Written problem A - Reproduce the records verbatim, beginning with the line that contains "Would you mind indicating the ship mast" and continuing through the final line of the records.

Document segment -
◇ ◇ ◇

Newb with first router (used plunge router) looking to get a bit set to get started. I noticed that a lot of the small-ish budget sets do not include a rabbeting bit, but the MLCS set does - specifically, I was looking at the MLCS 8377 15-pc set with 1/2" shanks (too newb to have link posting permissions, but if you search for that item, it will come up, or search on Amazon for "B000FJRN8S"). 

Couple of questions on this set. Does it have different size bearings (and can I move them from bit to bit) so that I can cut different size rabbets?

Are the straight cut bits the correct size to cut dados for US dimensioned plywood, or are they true to size, meaning plywood will fit loosely?


----------



## Stick486 (Jan 4, 2013)

heads up FYI...
MCLS bits rank pretty low in quality...


----------



## Herb Stoops (Aug 28, 2012)

gn86 said:


> Newb with first router (used plunge router) looking to get a bit set to get started. I noticed that a lot of the small-ish budget sets do not include a rabbeting bit, but the MLCS set does - specifically, I was looking at the MLCS 8377 15-pc set with 1/2" shanks (too newb to have link posting permissions, but if you search for that item, it will come up, or search on Amazon for "B000FJRN8S").
> 
> Couple of questions on this set. Does it have different size bearings (and can I move them from bit to bit) so that I can cut different size rabbets?
> 
> Are the straight cut bits the correct size to cut dados for US dimensioned plywood, or are they true to size, meaning plywood will fit loosely?


You may want to look at this set,or a similar one for doing a lot of rabbiting:

https://www.amazon.com/CMT-835-501-...ting+bit+set&qid=1564246102&s=hi&sr=1-1-fkmr1

Herb


----------



## Cherryville Chuck (Sep 28, 2010)

If you think you'll be doing very many rabbets Jay then you'll at least want to get a set like Herb linked to and if you plan on really doing a lot then you'll want to get a bit with replaceable carbide cutters like this Amana: https://www.toolstoday.com/insert-superabbet-jr-router-bits.html It's a lot more money but you only replace the cutting edges not the whole bit and some say those cutters last longer because they didn't get welded on.

◇ ◇ ◇

Written problem B - State whether each of the following statements agrees with the forum thread, and support each answer with the deciding words from the forum thread, quoted exactly. (i) The MLCS set under consideration has 1/2" shanks. (ii) Stick486 reports that MLCS bits rank high in quality. (iii) The recommended Amana bit has carbide cutters that are welded on.

◇ ◇ ◇

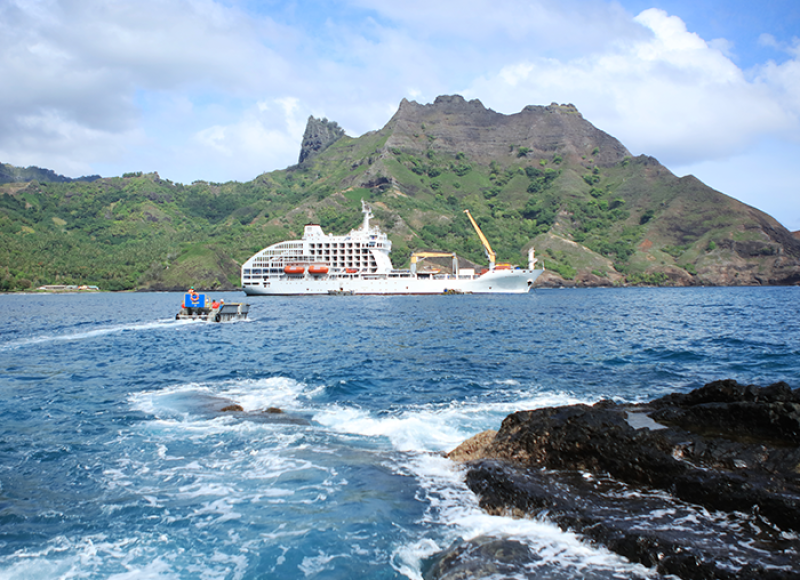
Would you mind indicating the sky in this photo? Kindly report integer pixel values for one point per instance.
(221, 90)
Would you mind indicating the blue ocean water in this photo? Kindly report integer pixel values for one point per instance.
(116, 461)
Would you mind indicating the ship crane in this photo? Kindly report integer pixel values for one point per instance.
(489, 252)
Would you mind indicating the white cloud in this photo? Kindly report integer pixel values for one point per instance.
(670, 94)
(208, 89)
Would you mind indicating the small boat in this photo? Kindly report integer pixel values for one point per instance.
(195, 308)
(318, 269)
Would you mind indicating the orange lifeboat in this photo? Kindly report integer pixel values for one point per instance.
(294, 269)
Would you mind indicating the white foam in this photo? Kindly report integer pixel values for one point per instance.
(431, 429)
(90, 334)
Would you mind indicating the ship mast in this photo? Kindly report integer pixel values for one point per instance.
(367, 211)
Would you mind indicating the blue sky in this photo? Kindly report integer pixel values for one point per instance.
(221, 90)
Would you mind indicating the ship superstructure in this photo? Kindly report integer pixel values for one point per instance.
(358, 263)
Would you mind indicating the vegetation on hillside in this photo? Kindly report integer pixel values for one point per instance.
(622, 220)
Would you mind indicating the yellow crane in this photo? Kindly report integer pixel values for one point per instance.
(489, 251)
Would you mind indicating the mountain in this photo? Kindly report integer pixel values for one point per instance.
(11, 174)
(544, 176)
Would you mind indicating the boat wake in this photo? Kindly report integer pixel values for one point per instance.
(168, 324)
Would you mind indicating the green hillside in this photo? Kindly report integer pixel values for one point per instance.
(545, 176)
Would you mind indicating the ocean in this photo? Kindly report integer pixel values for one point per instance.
(117, 461)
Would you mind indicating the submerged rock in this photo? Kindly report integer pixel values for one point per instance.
(699, 485)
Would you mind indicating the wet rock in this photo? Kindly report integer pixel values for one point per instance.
(721, 461)
(474, 447)
(481, 557)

◇ ◇ ◇

Task response A -
Would you mind indicating the ship mast in this photo? Kindly report integer pixel values for one point per instance.
(367, 211)
Would you mind indicating the blue sky in this photo? Kindly report integer pixel values for one point per instance.
(221, 90)
Would you mind indicating the ship superstructure in this photo? Kindly report integer pixel values for one point per instance.
(358, 263)
Would you mind indicating the vegetation on hillside in this photo? Kindly report integer pixel values for one point per instance.
(622, 220)
Would you mind indicating the yellow crane in this photo? Kindly report integer pixel values for one point per instance.
(489, 251)
Would you mind indicating the mountain in this photo? Kindly report integer pixel values for one point per instance.
(11, 174)
(544, 176)
Would you mind indicating the boat wake in this photo? Kindly report integer pixel values for one point per instance.
(168, 324)
Would you mind indicating the green hillside in this photo? Kindly report integer pixel values for one point per instance.
(545, 176)
Would you mind indicating the ocean in this photo? Kindly report integer pixel values for one point per instance.
(117, 461)
Would you mind indicating the submerged rock in this photo? Kindly report integer pixel values for one point per instance.
(699, 485)
Would you mind indicating the wet rock in this photo? Kindly report integer pixel values for one point per instance.
(721, 461)
(474, 447)
(481, 557)

Task response B -
(i) Yes: "the MLCS 8377 15-pc set with 1/2" shanks"
(ii) No: "MCLS bits rank pretty low in quality..."
(iii) No: "some say those cutters last longer because they didn't get welded on"